___ Kaynak Metin
Astana müzakereleri sonrası, Suriye gelişmelerinin geleceği
(last modified Sun, 07 May 2017 03:16:52 GMT )
Mayıs 07, 2017 06:16 Europe/Istanbul
  • Astana müzakereleri sonrası, Suriye gelişmelerinin geleceği

Astana müzakerelerinin farklı aşamalarında Suriye sorununu çözmek amacıyla bölgesel çalışmalar çerçevesinde İran, Rusya ve Suriye hükümetleri harekete geçtiler. Muhalifleri temsil eden Türkiye'nin de bu çalışmalara katılması, Suriye krizinin siyasi ve barışçı yoldan çözümlenmesi ümidini takviye etmiştir.
______
→ **Görevler**:
A – Kaynak metinde "Astana müzakerelerinin farklı" ile başlayıp "ümidini takviye etmiştir." ifadesine kadar süren bölümü kelimesi kelimesine yeniden yazın.
B – Kaynak metne göre çalışmalara katılan ve muhalifleri temsil eden ülke hangisidir?
___ Sağlanan Veriler
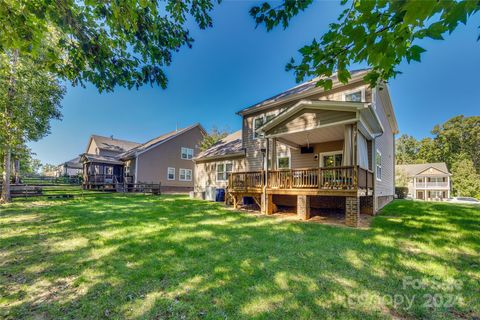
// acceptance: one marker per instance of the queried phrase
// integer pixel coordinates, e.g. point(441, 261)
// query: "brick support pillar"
point(303, 207)
point(352, 211)
point(268, 207)
point(366, 205)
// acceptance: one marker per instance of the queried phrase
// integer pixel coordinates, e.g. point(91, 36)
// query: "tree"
point(465, 180)
point(107, 43)
point(401, 178)
point(460, 135)
point(212, 137)
point(406, 149)
point(48, 168)
point(28, 165)
point(379, 33)
point(29, 98)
______
→ **Görev Yanıtları**:
A –
Astana müzakerelerinin farklı aşamalarında Suriye sorununu çözmek amacıyla bölgesel çalışmalar çerçevesinde İran, Rusya ve Suriye hükümetleri harekete geçtiler. Muhalifleri temsil eden Türkiye'nin de bu çalışmalara katılması, Suriye krizinin siyasi ve barışçı yoldan çözümlenmesi ümidini takviye etmiştir.

B – Türkiye.